(Entries from a point annotation set)
┄┄┄┄┄┄

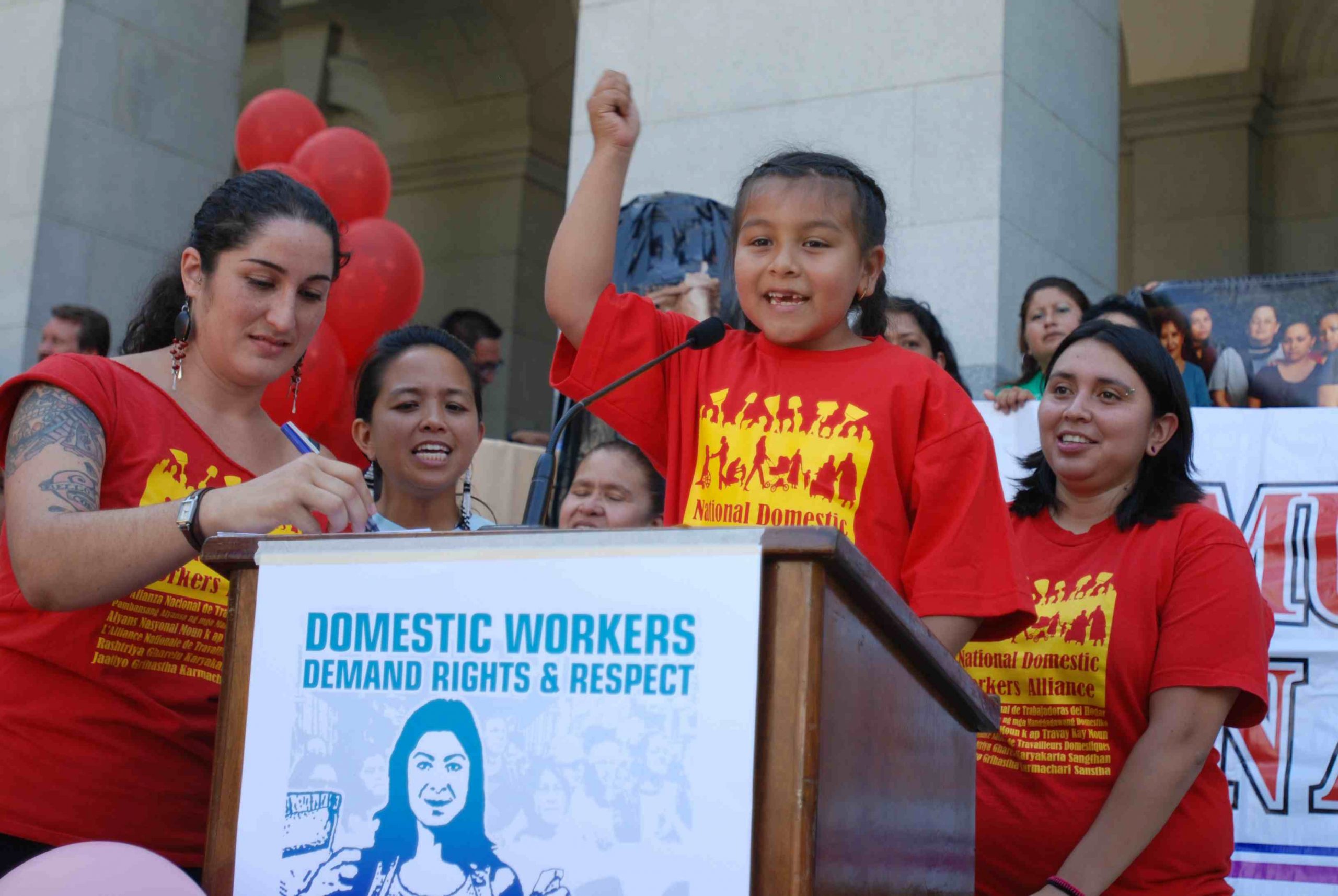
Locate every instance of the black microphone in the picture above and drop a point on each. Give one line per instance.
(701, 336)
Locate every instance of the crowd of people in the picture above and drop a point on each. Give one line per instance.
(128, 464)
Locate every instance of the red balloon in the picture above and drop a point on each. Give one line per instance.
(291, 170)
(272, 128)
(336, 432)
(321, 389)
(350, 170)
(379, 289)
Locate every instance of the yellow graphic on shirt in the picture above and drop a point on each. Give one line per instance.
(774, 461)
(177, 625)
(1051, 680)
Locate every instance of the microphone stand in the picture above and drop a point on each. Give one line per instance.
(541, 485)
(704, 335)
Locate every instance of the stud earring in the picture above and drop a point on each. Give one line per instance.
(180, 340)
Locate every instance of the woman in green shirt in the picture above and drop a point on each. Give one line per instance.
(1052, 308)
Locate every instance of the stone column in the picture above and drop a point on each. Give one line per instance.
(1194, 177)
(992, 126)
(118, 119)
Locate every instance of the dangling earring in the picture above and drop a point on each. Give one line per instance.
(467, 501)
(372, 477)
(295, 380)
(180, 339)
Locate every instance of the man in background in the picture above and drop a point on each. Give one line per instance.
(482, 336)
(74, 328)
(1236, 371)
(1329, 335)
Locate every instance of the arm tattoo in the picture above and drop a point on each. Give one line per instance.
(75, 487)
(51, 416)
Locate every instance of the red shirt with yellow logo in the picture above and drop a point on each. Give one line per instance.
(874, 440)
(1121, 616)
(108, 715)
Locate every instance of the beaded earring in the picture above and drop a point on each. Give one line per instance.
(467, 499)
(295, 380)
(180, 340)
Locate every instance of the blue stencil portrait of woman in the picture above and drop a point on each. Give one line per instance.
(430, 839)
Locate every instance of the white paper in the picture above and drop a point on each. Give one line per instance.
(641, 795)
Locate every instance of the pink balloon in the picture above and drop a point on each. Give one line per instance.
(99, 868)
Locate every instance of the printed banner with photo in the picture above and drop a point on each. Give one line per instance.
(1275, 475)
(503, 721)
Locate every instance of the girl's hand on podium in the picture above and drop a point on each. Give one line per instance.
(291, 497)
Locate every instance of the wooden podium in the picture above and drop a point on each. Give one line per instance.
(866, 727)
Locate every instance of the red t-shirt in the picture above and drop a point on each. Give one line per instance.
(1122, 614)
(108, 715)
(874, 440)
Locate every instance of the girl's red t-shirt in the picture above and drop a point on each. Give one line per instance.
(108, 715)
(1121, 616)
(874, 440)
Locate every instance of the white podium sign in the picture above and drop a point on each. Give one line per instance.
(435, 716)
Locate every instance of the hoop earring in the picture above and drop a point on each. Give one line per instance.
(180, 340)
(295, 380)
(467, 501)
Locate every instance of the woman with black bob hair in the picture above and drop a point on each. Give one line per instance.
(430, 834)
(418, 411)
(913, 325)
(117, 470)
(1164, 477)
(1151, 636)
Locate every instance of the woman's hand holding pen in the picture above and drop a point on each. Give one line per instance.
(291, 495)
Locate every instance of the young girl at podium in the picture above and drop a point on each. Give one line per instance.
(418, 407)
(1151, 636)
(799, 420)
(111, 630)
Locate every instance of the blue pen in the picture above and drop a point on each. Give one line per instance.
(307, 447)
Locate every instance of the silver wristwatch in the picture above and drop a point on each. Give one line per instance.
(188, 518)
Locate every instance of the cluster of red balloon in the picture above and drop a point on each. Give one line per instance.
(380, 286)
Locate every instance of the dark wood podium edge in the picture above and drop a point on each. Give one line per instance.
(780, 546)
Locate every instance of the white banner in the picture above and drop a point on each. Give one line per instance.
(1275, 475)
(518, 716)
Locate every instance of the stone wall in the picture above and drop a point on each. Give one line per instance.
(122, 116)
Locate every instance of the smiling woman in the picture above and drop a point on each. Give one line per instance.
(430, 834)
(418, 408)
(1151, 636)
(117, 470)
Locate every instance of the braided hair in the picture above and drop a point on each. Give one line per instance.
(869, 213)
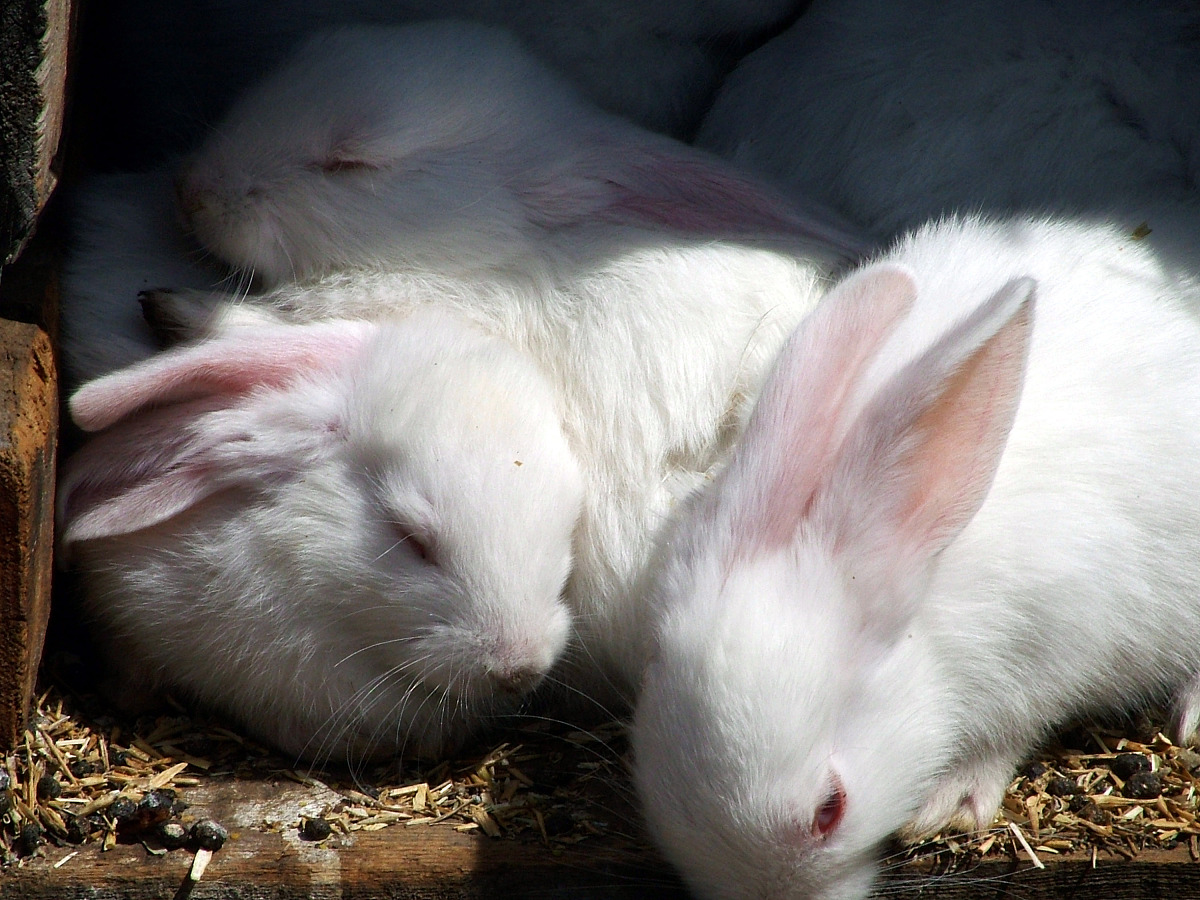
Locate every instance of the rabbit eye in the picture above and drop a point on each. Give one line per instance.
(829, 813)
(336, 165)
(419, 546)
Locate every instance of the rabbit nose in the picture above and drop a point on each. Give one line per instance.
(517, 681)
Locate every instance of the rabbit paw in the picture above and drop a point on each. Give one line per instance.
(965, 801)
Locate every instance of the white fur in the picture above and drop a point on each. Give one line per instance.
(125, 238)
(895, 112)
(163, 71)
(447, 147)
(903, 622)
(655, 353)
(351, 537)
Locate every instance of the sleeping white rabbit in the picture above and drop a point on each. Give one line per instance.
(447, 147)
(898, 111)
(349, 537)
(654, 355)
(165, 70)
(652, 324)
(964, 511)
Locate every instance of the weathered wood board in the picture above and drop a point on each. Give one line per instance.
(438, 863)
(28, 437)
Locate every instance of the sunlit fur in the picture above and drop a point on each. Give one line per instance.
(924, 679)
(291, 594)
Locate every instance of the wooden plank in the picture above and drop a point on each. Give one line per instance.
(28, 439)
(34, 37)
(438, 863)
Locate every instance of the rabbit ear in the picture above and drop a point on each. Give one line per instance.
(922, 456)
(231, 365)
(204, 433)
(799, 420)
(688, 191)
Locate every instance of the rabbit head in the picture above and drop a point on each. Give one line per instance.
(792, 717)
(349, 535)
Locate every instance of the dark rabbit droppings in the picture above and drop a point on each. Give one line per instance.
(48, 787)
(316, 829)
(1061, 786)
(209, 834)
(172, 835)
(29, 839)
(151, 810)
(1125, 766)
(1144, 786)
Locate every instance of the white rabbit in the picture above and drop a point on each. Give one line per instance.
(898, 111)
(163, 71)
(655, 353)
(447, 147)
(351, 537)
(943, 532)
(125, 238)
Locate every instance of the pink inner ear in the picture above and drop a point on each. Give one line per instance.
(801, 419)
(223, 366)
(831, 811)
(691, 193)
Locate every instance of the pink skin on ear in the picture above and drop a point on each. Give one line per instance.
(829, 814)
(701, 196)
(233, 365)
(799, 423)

┄┄┄┄┄┄

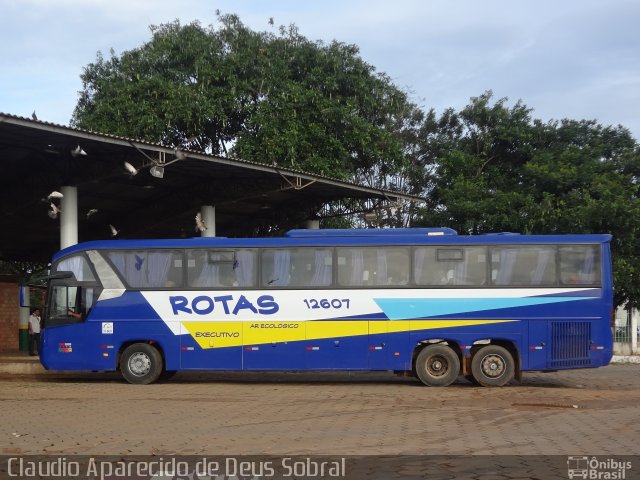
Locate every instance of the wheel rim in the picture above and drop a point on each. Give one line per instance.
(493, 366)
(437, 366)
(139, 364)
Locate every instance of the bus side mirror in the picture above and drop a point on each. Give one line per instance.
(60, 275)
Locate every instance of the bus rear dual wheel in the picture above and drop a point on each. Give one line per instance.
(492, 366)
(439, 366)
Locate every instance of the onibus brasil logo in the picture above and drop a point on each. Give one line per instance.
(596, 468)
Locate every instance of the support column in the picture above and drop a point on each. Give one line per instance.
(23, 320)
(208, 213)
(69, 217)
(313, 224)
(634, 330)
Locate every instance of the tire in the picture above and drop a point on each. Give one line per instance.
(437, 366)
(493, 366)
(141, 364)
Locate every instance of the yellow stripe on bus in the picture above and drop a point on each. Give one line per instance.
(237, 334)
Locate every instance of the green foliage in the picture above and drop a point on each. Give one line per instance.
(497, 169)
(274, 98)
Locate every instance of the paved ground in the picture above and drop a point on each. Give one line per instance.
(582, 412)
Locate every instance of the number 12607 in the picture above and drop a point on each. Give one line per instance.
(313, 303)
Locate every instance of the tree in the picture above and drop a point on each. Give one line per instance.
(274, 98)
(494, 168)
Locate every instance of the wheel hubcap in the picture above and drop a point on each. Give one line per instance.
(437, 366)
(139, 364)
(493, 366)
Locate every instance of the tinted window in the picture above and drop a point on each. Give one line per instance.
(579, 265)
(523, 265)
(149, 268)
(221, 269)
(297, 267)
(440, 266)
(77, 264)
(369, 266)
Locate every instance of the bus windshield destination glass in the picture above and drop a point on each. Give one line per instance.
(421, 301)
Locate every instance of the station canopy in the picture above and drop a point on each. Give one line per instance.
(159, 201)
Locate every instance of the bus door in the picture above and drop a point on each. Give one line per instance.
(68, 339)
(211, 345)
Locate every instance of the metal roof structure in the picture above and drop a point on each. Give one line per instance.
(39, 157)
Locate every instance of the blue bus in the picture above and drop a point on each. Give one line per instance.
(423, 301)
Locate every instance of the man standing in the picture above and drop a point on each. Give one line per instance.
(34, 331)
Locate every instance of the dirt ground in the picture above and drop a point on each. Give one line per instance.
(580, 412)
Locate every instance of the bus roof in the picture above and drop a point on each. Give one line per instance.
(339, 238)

┄┄┄┄┄┄

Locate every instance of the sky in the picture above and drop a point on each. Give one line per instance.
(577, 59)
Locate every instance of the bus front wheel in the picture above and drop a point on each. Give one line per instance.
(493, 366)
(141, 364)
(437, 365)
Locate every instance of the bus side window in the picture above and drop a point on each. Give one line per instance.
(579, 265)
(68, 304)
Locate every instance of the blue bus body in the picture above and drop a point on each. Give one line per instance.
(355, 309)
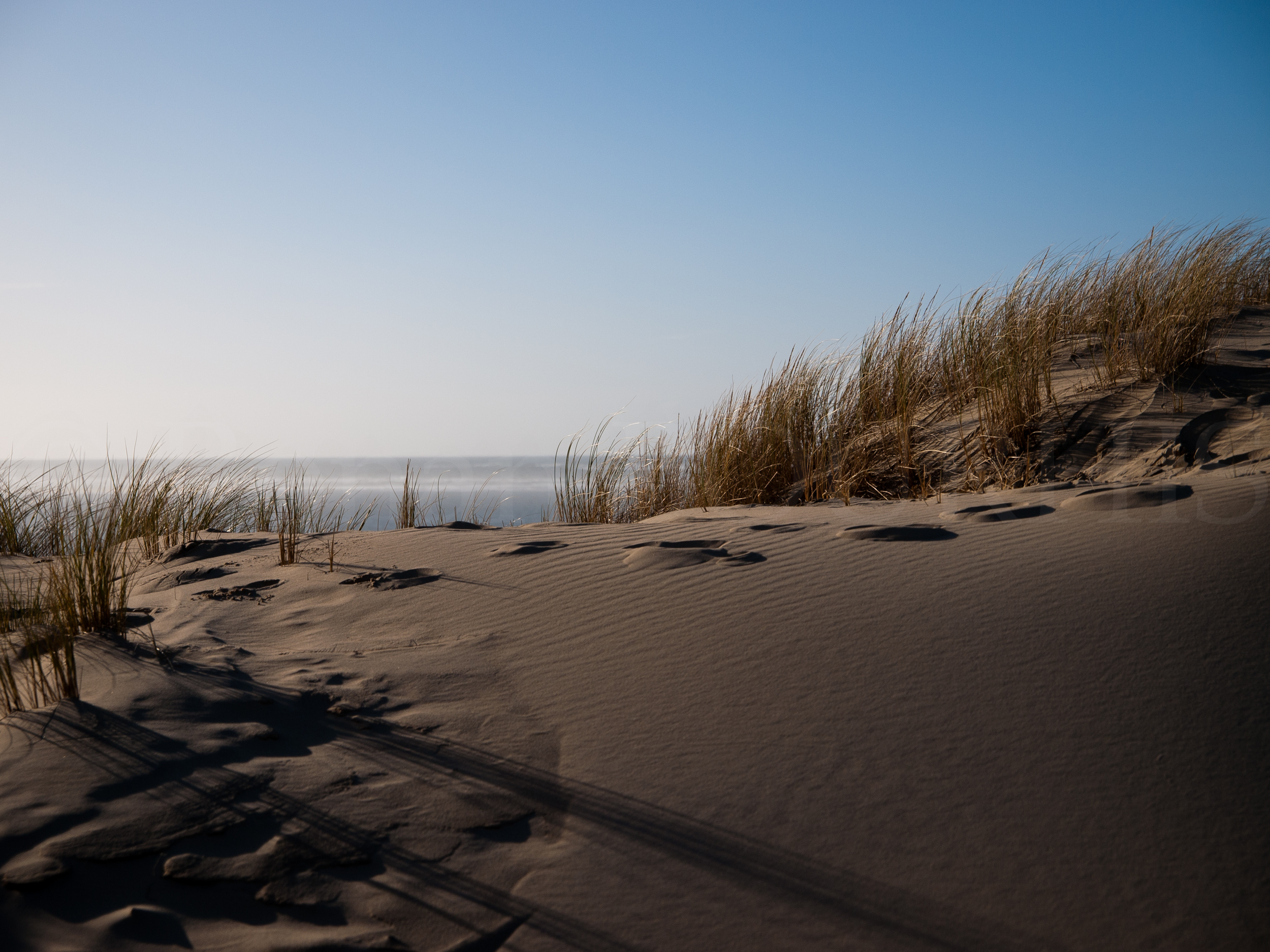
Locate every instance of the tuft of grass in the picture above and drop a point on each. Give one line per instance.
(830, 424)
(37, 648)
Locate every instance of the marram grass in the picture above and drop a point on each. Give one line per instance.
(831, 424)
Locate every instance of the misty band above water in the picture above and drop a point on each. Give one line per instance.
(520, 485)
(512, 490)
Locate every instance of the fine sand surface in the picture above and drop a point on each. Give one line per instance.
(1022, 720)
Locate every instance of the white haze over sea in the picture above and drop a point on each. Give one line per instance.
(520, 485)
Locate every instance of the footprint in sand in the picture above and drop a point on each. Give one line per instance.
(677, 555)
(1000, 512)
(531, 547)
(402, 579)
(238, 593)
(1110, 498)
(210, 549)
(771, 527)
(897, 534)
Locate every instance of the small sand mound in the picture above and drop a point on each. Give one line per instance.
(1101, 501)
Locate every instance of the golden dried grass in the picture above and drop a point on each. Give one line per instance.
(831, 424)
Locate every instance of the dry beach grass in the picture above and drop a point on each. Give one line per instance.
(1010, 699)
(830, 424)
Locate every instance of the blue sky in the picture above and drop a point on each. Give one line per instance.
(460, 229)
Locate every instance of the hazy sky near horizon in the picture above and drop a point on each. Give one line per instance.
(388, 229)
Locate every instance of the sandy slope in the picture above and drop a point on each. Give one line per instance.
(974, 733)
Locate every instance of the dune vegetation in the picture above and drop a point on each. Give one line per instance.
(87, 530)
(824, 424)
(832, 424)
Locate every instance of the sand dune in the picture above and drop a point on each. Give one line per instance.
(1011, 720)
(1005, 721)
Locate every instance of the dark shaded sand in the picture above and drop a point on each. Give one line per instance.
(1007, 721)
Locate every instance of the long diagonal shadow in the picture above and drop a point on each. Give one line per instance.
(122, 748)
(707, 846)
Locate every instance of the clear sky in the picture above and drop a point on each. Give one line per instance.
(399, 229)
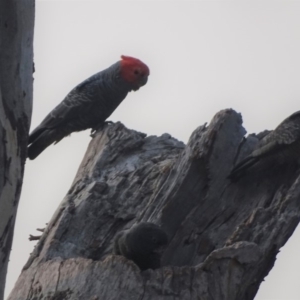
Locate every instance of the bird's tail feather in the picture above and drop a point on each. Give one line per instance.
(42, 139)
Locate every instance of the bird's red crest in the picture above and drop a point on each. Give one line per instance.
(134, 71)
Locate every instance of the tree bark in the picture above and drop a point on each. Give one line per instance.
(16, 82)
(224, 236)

┄┄┄┄┄┄

• **Objective**
In the material, reproduce verbatim every line from the one containing "Locate every instance of the black" through the one containing "(1052, 308)", inclusive of both.

• **Exercise solution**
Locate every instance of the black microphone in the picture above and drop a point on each. Give one line per instance.
(701, 336)
Locate every instance of the crowd of people in the picture above and drop a point on each. Give one line per instance.
(128, 464)
Locate every instance of the red balloon in the picture above and drop a point on each. Give one line per instance.
(291, 170)
(272, 128)
(336, 432)
(321, 389)
(350, 170)
(379, 289)
Locate every instance of the yellow graphic on shirt in the picture above and drop a point on each. Give one line per instance.
(774, 461)
(177, 625)
(1051, 680)
Locate every instance of the microphone stand in the picture above and drop a point on each. Give one line per instance.
(541, 485)
(704, 335)
Locate every instance of the stud earring in the picture above and drop a point on each. Give one line per instance.
(180, 340)
Locate every instance of the woman in green shirt in the picture above and drop a point on each. Give one line per instance.
(1052, 308)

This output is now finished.